Given task
Write out the lines below word for word, starting at the line that contains "[locate] the pine" and ending at the line that contains "x=585, y=71", with both of those lines included.

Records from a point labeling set
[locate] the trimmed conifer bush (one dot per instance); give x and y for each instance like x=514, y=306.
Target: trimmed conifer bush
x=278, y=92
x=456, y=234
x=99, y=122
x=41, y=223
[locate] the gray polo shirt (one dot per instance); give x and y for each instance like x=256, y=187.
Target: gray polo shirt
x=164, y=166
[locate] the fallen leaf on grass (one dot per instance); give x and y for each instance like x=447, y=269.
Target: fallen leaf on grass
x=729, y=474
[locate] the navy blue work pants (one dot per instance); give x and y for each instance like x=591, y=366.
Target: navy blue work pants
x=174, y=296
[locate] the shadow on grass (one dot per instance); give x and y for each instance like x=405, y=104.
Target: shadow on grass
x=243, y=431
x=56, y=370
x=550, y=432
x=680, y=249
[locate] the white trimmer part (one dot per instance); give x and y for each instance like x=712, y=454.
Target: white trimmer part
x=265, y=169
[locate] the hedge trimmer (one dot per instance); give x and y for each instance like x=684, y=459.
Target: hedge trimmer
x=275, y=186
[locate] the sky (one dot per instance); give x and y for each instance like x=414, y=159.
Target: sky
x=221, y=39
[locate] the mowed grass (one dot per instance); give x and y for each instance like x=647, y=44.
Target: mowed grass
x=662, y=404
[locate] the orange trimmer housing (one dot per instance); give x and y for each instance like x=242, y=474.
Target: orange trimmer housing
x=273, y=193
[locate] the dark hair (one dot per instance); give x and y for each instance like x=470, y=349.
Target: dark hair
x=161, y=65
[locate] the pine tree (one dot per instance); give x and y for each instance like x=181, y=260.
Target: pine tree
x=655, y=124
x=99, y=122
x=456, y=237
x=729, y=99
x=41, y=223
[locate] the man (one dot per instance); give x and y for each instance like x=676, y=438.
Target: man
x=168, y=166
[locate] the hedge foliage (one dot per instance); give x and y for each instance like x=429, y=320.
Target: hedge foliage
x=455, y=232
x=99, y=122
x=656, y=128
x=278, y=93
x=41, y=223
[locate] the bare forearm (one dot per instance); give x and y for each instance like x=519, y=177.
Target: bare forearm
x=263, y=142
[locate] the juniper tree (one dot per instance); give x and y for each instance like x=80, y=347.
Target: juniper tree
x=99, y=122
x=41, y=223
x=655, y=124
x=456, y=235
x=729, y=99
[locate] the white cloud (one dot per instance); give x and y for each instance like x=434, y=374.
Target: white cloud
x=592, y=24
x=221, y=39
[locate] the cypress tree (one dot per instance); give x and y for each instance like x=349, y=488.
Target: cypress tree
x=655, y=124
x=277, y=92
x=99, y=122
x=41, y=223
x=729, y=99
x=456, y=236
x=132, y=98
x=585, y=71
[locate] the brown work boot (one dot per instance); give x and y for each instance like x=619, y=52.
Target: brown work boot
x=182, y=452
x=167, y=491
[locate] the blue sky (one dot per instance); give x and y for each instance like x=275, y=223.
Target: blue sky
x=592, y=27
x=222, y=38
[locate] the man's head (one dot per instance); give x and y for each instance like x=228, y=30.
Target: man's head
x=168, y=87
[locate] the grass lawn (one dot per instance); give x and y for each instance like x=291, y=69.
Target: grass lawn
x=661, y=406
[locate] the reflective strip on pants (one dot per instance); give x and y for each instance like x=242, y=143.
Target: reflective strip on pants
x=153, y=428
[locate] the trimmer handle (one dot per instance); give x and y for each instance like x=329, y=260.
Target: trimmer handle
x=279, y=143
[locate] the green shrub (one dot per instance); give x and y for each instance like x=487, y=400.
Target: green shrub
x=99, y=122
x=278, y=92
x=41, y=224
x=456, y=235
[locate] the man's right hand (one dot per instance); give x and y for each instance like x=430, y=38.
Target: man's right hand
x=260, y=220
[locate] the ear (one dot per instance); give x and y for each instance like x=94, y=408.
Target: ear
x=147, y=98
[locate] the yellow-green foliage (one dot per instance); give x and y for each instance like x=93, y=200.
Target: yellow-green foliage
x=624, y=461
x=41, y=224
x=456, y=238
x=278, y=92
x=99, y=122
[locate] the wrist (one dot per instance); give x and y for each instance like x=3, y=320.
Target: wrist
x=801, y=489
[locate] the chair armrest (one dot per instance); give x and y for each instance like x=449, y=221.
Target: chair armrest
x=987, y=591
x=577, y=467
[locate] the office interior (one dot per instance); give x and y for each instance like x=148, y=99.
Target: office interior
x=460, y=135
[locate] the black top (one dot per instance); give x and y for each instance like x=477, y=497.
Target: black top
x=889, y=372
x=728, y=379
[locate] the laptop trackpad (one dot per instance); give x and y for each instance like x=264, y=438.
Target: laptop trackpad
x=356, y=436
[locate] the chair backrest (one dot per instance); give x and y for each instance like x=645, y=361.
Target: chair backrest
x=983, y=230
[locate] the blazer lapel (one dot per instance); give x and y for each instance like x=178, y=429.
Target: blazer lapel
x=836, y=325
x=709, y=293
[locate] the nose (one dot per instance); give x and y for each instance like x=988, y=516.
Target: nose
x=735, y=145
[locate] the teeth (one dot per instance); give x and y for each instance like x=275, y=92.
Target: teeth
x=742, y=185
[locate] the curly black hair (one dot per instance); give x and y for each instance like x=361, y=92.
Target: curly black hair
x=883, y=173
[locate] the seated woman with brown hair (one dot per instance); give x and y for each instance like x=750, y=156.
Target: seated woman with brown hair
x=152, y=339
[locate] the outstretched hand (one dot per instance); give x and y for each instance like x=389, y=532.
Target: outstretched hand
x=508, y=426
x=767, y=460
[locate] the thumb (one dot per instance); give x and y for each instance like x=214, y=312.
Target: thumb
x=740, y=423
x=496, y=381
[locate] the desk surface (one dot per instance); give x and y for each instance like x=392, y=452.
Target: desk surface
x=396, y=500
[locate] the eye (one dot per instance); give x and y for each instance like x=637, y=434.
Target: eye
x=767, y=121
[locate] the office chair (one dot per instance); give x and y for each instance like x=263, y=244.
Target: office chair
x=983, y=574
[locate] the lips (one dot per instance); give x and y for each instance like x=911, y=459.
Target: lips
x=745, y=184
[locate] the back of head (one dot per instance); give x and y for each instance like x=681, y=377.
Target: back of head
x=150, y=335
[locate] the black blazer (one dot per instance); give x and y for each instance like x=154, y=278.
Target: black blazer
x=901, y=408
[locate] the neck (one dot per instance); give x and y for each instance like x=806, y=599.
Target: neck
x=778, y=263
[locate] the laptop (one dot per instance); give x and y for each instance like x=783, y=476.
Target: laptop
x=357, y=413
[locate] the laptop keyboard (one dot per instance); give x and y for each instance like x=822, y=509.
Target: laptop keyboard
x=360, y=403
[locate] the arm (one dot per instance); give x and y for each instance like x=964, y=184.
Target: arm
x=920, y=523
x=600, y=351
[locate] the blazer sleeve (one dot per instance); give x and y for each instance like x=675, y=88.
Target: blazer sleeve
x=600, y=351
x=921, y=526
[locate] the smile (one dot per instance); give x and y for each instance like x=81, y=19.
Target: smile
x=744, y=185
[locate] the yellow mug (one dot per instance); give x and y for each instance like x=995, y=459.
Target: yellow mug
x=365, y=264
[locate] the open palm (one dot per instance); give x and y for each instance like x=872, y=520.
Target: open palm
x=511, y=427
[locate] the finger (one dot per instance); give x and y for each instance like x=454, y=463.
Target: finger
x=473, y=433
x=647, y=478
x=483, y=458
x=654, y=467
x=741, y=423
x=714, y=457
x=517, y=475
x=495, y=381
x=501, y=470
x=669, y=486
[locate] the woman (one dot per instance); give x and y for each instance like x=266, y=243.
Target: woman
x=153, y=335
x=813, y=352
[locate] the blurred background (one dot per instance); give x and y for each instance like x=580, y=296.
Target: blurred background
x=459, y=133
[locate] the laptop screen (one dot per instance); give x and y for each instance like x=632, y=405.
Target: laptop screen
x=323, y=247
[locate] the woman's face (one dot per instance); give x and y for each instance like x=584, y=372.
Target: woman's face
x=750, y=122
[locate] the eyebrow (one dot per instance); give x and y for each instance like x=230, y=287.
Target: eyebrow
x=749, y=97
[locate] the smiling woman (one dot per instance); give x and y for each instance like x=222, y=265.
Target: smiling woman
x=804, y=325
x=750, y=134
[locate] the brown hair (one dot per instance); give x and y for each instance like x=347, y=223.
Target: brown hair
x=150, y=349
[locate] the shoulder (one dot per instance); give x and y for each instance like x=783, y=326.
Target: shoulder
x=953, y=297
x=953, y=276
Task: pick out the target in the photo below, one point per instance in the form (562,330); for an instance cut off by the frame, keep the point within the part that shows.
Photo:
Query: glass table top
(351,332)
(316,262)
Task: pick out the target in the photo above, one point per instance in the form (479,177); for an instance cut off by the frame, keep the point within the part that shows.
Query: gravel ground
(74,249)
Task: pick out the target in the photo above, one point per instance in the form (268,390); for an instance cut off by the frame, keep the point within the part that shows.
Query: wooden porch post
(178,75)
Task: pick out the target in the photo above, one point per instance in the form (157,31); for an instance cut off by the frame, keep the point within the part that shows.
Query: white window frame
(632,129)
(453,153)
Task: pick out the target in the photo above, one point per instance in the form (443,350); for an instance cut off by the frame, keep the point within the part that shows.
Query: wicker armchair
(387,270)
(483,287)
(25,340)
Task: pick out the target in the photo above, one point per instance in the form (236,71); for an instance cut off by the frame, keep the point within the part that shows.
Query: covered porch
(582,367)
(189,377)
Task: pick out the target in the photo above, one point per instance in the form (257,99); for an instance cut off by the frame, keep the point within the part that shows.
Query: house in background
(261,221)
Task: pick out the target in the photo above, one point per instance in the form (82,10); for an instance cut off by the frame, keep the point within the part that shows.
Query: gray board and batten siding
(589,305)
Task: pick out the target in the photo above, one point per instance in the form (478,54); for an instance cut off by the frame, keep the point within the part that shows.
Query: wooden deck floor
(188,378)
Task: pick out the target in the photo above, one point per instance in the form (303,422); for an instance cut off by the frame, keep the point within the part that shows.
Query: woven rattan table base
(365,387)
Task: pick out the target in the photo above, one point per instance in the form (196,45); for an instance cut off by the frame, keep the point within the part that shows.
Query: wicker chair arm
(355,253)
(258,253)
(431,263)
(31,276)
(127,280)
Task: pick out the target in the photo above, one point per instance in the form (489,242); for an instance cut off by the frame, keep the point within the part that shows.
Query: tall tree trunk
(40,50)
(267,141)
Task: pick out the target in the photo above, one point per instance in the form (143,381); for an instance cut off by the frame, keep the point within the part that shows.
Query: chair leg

Answer for this exercise
[locate] the pine tree (one dot per instance); give x and y for each instance like x=181, y=260.
Target: pine tree
x=655, y=124
x=99, y=122
x=456, y=237
x=729, y=99
x=41, y=223
[locate] the man (one dot per instance); give x and y for each instance like x=676, y=438.
Target: man
x=168, y=166
[locate] the hedge foliage (one dot per instance); give x and y for each instance like x=429, y=320.
Target: hedge foliage
x=455, y=232
x=99, y=122
x=656, y=128
x=278, y=93
x=41, y=223
[locate] the bare forearm (one dot per instance); give x and y for each instance like x=519, y=177.
Target: bare forearm
x=263, y=142
[locate] the juniper tree (one dot per instance); give x and y for each instance like x=80, y=347.
Target: juniper tree
x=99, y=122
x=41, y=223
x=655, y=124
x=456, y=235
x=729, y=99
[locate] the white cloud (one dot per instance); give x and y for each instance like x=434, y=374.
Target: white cloud
x=592, y=24
x=221, y=39
[locate] the cypress tree (one dot per instance); give x and y for each instance like x=349, y=488.
Target: cypress tree
x=655, y=124
x=277, y=92
x=99, y=122
x=41, y=223
x=729, y=99
x=456, y=236
x=132, y=98
x=585, y=71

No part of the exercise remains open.